● Material for the task:
** START **
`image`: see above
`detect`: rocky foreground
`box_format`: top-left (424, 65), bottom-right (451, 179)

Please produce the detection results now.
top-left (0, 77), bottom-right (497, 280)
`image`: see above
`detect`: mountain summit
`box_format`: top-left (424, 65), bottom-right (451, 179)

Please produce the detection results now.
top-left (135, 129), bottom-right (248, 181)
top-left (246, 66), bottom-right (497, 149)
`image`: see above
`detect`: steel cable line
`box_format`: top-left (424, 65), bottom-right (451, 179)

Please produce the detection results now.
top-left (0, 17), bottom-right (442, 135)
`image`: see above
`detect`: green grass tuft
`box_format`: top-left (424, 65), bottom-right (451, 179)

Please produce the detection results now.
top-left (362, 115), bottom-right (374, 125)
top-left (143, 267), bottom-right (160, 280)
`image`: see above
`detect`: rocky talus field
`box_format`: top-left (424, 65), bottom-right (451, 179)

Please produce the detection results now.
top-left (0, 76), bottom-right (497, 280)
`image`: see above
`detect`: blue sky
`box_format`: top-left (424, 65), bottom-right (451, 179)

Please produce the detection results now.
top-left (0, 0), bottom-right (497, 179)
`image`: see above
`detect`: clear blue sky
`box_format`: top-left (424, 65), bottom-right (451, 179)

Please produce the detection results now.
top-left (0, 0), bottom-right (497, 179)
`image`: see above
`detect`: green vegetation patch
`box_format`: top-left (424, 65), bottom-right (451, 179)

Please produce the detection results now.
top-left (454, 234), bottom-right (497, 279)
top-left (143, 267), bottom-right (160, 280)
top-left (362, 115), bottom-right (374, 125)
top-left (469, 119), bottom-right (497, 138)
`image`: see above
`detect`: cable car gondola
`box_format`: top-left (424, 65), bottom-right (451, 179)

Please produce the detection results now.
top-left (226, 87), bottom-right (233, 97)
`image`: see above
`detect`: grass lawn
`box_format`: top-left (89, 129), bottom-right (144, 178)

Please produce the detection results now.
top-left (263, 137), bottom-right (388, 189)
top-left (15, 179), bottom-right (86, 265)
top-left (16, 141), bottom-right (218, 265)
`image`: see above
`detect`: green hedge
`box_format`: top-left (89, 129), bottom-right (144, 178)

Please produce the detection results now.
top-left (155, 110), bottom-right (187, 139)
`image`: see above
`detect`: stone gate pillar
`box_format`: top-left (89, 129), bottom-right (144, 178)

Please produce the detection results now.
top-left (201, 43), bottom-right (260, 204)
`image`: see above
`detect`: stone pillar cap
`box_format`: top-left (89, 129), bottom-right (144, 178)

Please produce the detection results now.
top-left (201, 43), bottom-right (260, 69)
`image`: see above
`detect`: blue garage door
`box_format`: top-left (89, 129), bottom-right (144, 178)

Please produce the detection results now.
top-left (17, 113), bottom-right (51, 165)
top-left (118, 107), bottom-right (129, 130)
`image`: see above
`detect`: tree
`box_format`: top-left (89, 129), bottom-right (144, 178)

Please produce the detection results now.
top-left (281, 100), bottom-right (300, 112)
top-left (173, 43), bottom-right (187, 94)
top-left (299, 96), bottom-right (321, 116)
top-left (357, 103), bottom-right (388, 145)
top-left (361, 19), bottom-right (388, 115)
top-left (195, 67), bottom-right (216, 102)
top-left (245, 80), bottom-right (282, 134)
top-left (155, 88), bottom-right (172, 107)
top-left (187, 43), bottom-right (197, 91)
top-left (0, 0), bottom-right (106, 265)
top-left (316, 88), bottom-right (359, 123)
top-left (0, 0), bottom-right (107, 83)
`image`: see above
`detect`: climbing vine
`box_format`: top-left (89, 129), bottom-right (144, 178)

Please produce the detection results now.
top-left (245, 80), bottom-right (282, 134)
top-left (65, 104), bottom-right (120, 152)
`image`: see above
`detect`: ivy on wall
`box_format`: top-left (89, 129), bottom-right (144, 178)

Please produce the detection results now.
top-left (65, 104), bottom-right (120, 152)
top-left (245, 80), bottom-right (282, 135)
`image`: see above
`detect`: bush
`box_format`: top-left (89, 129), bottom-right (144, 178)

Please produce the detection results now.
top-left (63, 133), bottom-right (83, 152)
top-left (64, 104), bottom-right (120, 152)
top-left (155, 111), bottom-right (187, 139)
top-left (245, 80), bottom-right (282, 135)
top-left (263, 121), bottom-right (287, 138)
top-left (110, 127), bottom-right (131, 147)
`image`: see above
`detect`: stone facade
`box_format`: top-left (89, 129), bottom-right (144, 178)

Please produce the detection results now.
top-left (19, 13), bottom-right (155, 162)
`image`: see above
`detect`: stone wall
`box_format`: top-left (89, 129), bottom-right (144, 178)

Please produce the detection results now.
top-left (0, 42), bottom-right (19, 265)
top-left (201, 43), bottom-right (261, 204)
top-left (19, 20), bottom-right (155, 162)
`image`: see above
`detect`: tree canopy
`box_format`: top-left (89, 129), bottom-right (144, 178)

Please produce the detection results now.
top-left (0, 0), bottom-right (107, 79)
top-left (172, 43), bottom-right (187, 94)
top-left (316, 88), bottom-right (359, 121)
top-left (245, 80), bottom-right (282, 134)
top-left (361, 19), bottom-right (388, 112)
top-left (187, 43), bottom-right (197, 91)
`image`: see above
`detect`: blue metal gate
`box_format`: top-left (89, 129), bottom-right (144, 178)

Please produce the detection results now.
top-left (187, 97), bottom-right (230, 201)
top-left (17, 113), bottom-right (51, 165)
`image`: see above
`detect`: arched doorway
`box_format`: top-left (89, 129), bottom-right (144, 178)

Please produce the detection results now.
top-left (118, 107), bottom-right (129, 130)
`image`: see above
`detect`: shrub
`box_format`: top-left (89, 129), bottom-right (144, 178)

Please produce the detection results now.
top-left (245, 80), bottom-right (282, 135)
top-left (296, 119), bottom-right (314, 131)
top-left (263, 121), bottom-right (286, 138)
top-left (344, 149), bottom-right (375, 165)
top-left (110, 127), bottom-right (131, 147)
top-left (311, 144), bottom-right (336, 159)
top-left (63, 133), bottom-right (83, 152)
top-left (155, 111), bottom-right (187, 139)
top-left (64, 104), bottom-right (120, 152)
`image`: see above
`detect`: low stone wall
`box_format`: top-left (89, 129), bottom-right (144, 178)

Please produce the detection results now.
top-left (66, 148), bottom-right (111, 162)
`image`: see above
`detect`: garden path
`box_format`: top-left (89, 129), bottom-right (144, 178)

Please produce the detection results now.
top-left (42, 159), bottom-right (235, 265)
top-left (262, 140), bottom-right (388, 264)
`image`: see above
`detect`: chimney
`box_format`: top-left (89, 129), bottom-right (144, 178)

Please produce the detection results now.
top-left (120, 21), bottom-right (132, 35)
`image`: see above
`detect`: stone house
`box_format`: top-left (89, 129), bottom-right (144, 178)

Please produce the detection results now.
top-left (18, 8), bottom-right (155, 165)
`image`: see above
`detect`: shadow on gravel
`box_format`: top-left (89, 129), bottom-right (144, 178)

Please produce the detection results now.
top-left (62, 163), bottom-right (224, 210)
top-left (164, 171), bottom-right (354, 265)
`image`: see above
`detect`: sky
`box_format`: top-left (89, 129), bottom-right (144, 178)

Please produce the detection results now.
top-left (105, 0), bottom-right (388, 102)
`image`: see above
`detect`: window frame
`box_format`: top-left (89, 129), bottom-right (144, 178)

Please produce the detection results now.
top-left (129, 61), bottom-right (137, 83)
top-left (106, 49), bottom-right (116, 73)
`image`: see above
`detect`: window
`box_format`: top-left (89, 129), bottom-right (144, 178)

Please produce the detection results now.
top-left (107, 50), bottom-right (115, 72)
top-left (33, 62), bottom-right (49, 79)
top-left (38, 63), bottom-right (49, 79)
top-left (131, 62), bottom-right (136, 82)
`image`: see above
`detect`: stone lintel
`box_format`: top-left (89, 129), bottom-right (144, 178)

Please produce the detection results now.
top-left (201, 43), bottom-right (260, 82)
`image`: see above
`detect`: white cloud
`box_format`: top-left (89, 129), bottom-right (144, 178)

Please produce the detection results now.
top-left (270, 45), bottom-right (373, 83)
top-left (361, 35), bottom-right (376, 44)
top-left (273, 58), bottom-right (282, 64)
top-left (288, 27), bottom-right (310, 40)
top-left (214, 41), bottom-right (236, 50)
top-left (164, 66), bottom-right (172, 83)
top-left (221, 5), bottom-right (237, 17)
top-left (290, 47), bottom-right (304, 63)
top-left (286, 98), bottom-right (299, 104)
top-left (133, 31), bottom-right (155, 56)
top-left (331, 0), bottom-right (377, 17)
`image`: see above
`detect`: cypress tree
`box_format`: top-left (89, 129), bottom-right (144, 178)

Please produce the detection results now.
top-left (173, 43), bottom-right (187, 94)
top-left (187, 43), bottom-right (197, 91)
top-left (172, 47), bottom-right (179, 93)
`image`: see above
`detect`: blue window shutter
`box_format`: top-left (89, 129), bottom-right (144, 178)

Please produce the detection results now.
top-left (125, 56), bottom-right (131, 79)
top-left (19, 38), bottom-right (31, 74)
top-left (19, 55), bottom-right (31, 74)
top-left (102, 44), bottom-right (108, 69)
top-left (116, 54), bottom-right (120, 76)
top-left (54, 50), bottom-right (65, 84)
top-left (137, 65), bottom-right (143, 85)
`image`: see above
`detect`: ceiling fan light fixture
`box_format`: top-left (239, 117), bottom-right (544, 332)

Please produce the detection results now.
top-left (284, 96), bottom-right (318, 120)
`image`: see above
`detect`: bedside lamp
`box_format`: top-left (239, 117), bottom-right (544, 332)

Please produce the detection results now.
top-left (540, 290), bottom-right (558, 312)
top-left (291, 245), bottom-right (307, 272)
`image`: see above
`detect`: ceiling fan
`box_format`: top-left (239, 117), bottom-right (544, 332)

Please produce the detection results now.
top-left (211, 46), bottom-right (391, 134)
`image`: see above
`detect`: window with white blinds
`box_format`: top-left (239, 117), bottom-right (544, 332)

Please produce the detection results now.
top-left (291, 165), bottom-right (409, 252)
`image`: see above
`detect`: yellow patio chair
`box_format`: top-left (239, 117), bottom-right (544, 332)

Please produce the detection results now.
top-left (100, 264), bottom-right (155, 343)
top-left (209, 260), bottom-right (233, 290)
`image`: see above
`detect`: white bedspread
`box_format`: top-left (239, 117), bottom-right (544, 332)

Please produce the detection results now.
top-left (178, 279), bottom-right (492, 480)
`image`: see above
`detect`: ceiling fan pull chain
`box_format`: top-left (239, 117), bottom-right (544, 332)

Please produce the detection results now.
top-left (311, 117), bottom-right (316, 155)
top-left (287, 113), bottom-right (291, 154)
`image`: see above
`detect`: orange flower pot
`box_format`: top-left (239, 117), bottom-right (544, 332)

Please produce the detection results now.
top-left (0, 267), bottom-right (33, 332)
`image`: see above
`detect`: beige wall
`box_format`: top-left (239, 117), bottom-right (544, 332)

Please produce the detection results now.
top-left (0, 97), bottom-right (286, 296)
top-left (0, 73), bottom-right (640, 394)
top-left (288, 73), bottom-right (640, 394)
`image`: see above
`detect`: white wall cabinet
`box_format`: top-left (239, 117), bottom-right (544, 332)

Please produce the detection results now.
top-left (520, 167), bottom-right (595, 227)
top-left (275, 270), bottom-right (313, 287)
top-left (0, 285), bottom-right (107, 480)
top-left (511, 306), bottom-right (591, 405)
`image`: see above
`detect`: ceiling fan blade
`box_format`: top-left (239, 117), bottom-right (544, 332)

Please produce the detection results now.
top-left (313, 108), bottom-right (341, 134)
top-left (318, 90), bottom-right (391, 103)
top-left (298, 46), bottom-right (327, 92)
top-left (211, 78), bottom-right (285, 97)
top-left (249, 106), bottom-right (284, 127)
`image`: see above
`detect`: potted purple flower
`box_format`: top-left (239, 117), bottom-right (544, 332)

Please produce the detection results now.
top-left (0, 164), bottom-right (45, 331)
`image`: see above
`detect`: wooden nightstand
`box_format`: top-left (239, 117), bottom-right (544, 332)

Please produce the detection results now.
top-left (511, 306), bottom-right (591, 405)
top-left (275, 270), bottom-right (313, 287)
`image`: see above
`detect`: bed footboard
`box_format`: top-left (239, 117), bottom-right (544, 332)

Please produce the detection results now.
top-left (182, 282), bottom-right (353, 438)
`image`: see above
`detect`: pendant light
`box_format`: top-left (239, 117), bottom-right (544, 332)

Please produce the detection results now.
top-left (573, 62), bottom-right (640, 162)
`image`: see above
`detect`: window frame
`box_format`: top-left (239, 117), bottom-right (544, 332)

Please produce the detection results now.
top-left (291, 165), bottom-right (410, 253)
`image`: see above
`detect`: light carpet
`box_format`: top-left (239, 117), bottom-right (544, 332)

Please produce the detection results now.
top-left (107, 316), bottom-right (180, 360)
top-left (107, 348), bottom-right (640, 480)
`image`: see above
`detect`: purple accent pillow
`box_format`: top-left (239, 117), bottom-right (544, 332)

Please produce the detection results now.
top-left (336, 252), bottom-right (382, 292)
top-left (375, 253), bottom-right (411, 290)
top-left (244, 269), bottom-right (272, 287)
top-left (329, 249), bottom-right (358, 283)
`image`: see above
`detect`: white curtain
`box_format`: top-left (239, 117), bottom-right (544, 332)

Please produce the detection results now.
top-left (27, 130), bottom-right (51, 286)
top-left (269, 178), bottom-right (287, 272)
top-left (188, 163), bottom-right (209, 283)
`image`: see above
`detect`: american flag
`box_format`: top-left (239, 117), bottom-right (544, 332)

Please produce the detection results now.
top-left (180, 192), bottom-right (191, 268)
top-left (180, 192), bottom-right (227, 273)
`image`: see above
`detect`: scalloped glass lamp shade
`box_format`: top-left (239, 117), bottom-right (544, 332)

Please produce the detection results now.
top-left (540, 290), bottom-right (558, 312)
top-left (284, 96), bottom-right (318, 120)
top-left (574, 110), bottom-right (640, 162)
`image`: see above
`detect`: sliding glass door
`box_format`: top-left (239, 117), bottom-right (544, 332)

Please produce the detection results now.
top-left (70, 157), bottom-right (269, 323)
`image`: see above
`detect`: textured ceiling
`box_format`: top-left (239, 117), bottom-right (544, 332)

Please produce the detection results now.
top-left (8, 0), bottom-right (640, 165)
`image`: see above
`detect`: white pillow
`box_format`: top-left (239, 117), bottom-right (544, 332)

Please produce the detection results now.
** END **
● Exercise:
Copy out everything from the very start of the data down to and including the line that contains "top-left (0, 17), bottom-right (442, 135)", reproducing each line verbatim.

● Correct answer:
`image`: see above
`detect`: rocky foreground
`box_format`: top-left (424, 65), bottom-right (451, 179)

Please produce the detection results now.
top-left (0, 77), bottom-right (497, 280)
`image`: see above
`detect`: mountain summit
`box_format`: top-left (424, 65), bottom-right (451, 179)

Please produce the detection results now.
top-left (135, 129), bottom-right (248, 181)
top-left (246, 66), bottom-right (497, 149)
`image`: see above
`detect`: steel cable line
`box_format`: top-left (424, 65), bottom-right (451, 179)

Please produce the detection results now.
top-left (0, 17), bottom-right (442, 135)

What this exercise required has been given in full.